#### Available records

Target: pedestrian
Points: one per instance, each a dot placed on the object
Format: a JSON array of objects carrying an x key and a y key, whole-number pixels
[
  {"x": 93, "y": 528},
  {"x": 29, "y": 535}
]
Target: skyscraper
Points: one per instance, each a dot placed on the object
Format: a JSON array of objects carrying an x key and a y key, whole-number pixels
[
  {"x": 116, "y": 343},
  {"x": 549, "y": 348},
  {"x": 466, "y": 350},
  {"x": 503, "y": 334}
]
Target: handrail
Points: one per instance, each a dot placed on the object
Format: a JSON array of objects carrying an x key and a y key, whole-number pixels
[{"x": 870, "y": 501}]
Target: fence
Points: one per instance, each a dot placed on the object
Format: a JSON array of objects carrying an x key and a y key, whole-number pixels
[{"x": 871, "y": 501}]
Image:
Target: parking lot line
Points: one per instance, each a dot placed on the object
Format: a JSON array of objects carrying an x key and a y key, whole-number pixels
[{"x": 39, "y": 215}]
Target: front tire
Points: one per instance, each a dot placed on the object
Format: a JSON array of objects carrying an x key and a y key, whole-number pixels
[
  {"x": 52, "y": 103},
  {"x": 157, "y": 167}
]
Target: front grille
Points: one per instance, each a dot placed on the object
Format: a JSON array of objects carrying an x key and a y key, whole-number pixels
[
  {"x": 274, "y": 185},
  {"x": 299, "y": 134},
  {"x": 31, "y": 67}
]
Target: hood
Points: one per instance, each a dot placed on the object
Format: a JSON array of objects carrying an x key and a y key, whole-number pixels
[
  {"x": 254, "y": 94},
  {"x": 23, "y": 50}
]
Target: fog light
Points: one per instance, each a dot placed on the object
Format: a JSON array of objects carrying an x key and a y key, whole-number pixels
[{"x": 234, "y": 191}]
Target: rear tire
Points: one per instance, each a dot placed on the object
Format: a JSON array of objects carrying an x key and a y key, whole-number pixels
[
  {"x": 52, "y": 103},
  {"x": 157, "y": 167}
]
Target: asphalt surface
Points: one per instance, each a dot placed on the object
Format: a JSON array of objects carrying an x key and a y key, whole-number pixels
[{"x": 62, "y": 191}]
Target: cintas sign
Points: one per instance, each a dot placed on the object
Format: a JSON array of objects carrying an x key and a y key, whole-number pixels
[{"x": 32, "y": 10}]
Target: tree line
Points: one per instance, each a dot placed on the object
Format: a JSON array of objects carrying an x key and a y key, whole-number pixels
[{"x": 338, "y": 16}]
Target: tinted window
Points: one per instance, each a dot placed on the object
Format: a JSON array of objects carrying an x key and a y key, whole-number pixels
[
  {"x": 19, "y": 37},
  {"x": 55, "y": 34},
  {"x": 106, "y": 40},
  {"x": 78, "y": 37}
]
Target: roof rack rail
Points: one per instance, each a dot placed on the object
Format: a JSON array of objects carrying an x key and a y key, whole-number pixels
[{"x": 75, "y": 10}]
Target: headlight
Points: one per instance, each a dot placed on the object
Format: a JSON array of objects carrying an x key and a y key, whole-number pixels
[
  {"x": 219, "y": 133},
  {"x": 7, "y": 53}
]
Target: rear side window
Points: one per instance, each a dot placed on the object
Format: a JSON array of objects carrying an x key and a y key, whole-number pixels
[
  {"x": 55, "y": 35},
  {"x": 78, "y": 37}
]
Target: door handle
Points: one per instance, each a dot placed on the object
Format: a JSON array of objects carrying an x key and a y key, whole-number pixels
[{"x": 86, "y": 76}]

########

_Problem to solve:_ Set down each entry again, unchanged.

_Solution to this task:_
Target: pedestrian
Points: one per instance, each a dot placed on the object
Format: a JSON array of objects carrying an x key and a y key, whole-number pixels
[
  {"x": 93, "y": 528},
  {"x": 29, "y": 535}
]
Target: skyscraper
Points: one per instance, each a dot placed on the object
Format: a JSON array of objects carrying an x key and a y key, whole-number pixels
[
  {"x": 116, "y": 343},
  {"x": 549, "y": 348},
  {"x": 466, "y": 350},
  {"x": 503, "y": 334}
]
Target: handrail
Points: one per instance, each a dot placed on the object
Format: a JSON array of objects carrying an x key and a y key, whole-number pixels
[{"x": 870, "y": 501}]
Target: fence
Points: one per instance, each a dot placed on the object
Format: a JSON array of objects carrying an x key and a y key, whole-number pixels
[{"x": 871, "y": 501}]
Image:
Target: parking lot line
Points: one per instance, each a dot placed on the object
Format: a JSON array of objects carrying an x key and a y key, whole-number pixels
[{"x": 39, "y": 215}]
Target: front tire
Points: one per instance, each a dot placed on the object
Format: a JSON array of objects carrying an x key and a y key, whole-number pixels
[
  {"x": 52, "y": 103},
  {"x": 157, "y": 167}
]
Target: front grille
Points: one per instance, each a dot placed on the object
Format: a JSON array of objects carrying an x key and a y key, whole-number pixels
[
  {"x": 274, "y": 185},
  {"x": 299, "y": 134},
  {"x": 31, "y": 67}
]
Target: hood
Points: one per instance, each a dot placed on the object
Format: a JSON array of objects carrying an x key and a y key, whole-number pixels
[
  {"x": 254, "y": 94},
  {"x": 23, "y": 50}
]
Target: fog light
Points: one per instance, each a dot placed on the object
Format: a JSON array of objects carrying an x key and a y key, whole-number pixels
[{"x": 234, "y": 191}]
Target: rear tire
Points: one per instance, each a dot placed on the object
Format: a JSON array of objects carrying an x key and a y key, whole-number pixels
[
  {"x": 52, "y": 103},
  {"x": 157, "y": 167}
]
Target: asphalt surface
Points: one per instance, each a dot placed on the object
Format: a JSON array of objects carrying an x key and a y key, whole-number pixels
[{"x": 62, "y": 191}]
Target: cintas sign
Points: one per instance, each a dot placed on the object
Format: a JSON array of objects carrying an x key and a y key, whole-number pixels
[{"x": 32, "y": 10}]
Target: tree line
Points: one per instance, each a dot placed on the object
Format: a JSON array of objects carrying an x key and a y key, whole-number pixels
[{"x": 338, "y": 16}]
Target: tinted window
Points: one per instance, each a dot placed on the object
Format: a JSON array of objects carrying an x key and a y key, whole-number pixels
[
  {"x": 19, "y": 37},
  {"x": 55, "y": 34},
  {"x": 106, "y": 40},
  {"x": 78, "y": 37}
]
Target: roof rack rail
Points: one per instance, each a dot placed on the object
Format: a JSON array of objects carrying an x key and a y key, whole-number pixels
[{"x": 75, "y": 10}]
Target: headlight
Points: one per instance, each a dot placed on the object
Format: a JSON array of objects carrying an x key and a y key, whole-number pixels
[
  {"x": 219, "y": 133},
  {"x": 7, "y": 53}
]
Target: rear side window
Points: one per instance, each a dot placed on the object
Format: a JSON array of objects carrying an x key and a y key, whole-number pixels
[
  {"x": 55, "y": 35},
  {"x": 78, "y": 37}
]
Target: door handle
Points: one per instance, each a dot placed on the object
Format: a JSON array of objects carrying an x key and a y key, whole-number pixels
[{"x": 86, "y": 76}]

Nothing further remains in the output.